== Aim of the exercise ==
Reproduce the data that follows in its entirety, character for character.
# Data to process start
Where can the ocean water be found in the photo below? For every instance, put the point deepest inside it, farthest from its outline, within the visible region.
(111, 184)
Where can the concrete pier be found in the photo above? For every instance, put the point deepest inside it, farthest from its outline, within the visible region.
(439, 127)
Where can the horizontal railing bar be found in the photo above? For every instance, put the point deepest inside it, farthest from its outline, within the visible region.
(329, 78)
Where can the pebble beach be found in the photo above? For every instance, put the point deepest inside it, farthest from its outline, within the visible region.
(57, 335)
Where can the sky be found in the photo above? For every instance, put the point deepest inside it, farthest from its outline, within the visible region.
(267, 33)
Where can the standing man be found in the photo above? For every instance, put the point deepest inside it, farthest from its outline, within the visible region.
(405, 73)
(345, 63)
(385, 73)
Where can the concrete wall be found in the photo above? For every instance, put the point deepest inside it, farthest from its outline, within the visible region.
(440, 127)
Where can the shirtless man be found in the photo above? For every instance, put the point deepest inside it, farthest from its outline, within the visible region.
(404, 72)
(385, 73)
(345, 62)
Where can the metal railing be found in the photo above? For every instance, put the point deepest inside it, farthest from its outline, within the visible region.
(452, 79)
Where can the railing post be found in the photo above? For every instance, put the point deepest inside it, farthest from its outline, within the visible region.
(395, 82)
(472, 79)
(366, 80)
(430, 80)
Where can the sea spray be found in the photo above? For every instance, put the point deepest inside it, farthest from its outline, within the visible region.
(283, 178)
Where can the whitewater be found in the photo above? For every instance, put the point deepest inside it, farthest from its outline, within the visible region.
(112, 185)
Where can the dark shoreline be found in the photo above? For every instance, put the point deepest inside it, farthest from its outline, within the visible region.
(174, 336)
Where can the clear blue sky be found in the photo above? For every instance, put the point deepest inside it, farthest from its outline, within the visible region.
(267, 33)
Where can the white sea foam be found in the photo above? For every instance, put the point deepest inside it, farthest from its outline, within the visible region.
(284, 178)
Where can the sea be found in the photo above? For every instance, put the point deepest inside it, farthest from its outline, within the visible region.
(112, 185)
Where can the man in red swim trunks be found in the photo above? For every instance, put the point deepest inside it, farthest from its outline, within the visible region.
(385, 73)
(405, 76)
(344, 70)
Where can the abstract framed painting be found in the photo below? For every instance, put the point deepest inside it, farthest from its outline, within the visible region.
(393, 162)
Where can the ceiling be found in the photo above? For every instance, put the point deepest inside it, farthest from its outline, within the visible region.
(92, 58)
# Data to process end
== Answer to the exercise ==
Where can the ocean water be found in the photo below? For every instance, put the point deepest inside it, farthest from its outline, within the visible region.
(111, 184)
Where can the concrete pier be found in the photo above? For every instance, put the point deepest inside it, farthest from its outline, within the visible region.
(439, 127)
Where can the horizontal railing bar be found in the photo above? For every instance, put the point deepest inside it, farthest from its outline, within the visible region.
(329, 78)
Where can the pebble beach be found in the photo above? For every instance, put the point deepest inside it, farthest from its outline, within the visible region.
(57, 335)
Where can the sky be found in the photo above? For every instance, put the point deepest inside it, farthest from its outline, within the visible region.
(267, 33)
Where can the standing man be found in the photo above? For every instance, put the point deepest inside it, farthest from its outline, within the visible region.
(405, 73)
(345, 63)
(385, 73)
Where can the concrete wall be found in the photo above? For every instance, put the point deepest inside it, farthest from its outline, within the visible region.
(440, 127)
Where can the shirtless man be found in the photo above? For every instance, put the point deepest inside it, farthest from its outline, within the visible region.
(404, 72)
(385, 73)
(345, 62)
Where can the metal railing be found in the photo above? For every instance, put the point deepest inside it, farthest from its outline, within the visible region.
(452, 79)
Where can the railing post be found in the photo above? For every instance, put the point deepest inside it, farthest from its outline, within the visible region.
(395, 82)
(472, 79)
(366, 80)
(430, 80)
Where can the sea spray be found in the photo above? For every instance, put the point deepest inside it, farthest from its outline, within the visible region.
(283, 178)
Where can the whitewater be found in the photo above? For every instance, put the point deepest inside it, farthest from its outline, within the visible region.
(112, 185)
Where can the dark shoreline be found in the photo above? For every instance, put the point deepest inside it, farthest from its outline, within the visible region.
(174, 336)
Where can the clear blue sky be found in the photo above? For every instance, put the point deepest inside it, farthest from its outline, within the visible region.
(267, 33)
Where can the white sea foam be found in the photo above? For every instance, put the point deepest inside it, farthest from its outline, within the visible region.
(284, 178)
Where can the sea be found in the photo above? For every instance, put the point deepest inside it, farthest from its outline, within the visible region.
(112, 185)
Where can the man in red swim trunks be found in the photo above? For every instance, put the point deepest inside it, farthest from its outline, within the visible region.
(385, 73)
(405, 76)
(344, 70)
Where can the abstract framed painting be found in the photo below? For every instance, put the point deepest inside it, farthest from its outline, within the visible region.
(393, 162)
Where can the ceiling be found in the photo above? For every instance, put the point deepest inside it, farthest from its outline, within the visible region.
(92, 58)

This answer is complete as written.